▸ Requisito 1
No texto sobre funcionários públicos com mais de 65 anos no ativo, qual é a categoria com a percentagem mais alta de trabalhadores dessa faixa etária?
▸ Requisito 2
Reproduza palavra por palavra o trecho do texto que começa em "É nas categorias" e termina logo após "ou médico (4,56%).".

▸ Texto

É nas categorias com remunerações mais elevadas que está a maior fatia de funcionários públicos com mais de 65 anos ainda no activo: diplomatas, médicos, investigadores científicos, professores universitários, dirigentes superiores ou representantes do poder legislativo. A diplomacia (com bastante menos funcionários do que outros grupos) é a categoria onde se encontra a percentagem mais alta de trabalhadores desta faixa etária: 8,86%. Seguem--se os cargos de dirigente superior (7,44%), representante do poder legislativo (7,21%), professor universitário (5,22%) ou médico (4,56%).

“Quem quer prolongar [o tempo de trabalho] é quem está em cargos mais bem remunerados — não acredito que quem ganhe o salário mínimo esteja interessado”, comenta Maria do Rosário Gama, presidente da Associação de Aposentados, Pensionistas e Reformados (Apre). 

A dirigente concorda com o plano do Governo. Mas acha que apenas será positivo se não for imposto “e se as pessoas tiverem capacidade e vontade para” continuar a trabalhar. Até porque essa é a indicação da ONU, que na sua resolução 46 de 1991 afirma que “as pessoas de idade devem poder participar na decisão sobre quando e em que medida deixarão de desempenhar actividades laborais”. Teme, porém, que a alteração seja “o primeiro passo” para que se aumente também a idade da reforma “a uma velocidade superior à que está a aumentar” neste momento.

Também José Abraão receia que uma medida destas, tomada de forma “avulsa”, possa contribuir para a alteração da idade da reforma. Para Rosário Gama, ela tem de ser acompanhada pela salvaguarda da possibilidade “de os jovens acederem aos cargos” da função pública. Mas como se conjuga a entrada de jovens com a permanência dos que têm mais de 70 anos? “[Funciona] se as pessoas [com mais de 70 anos] continuarem a trabalhar no apoio aos mais novos, sem cativar o lugar”, responde. “Os cargos não devem ser vitalícios.”

▸ Dados armazenados
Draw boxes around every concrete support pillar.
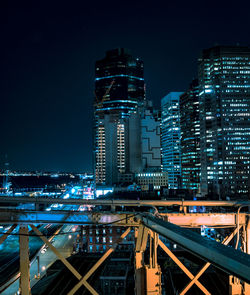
[19,225,31,295]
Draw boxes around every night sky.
[0,0,250,172]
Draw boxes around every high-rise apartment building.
[198,46,250,198]
[141,101,161,172]
[161,92,183,189]
[94,48,145,185]
[180,79,201,193]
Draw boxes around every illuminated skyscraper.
[180,80,201,193]
[94,48,145,185]
[161,92,183,189]
[199,46,250,198]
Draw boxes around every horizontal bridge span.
[139,214,250,283]
[0,197,250,207]
[0,210,138,226]
[0,209,247,227]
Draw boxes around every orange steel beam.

▸ Resposta 1
A diplomacia, com 8,86%.

▸ Resposta 2
É nas categorias com remunerações mais elevadas que está a maior fatia de funcionários públicos com mais de 65 anos ainda no activo: diplomatas, médicos, investigadores científicos, professores universitários, dirigentes superiores ou representantes do poder legislativo. A diplomacia (com bastante menos funcionários do que outros grupos) é a categoria onde se encontra a percentagem mais alta de trabalhadores desta faixa etária: 8,86%. Seguem--se os cargos de dirigente superior (7,44%), representante do poder legislativo (7,21%), professor universitário (5,22%) ou médico (4,56%).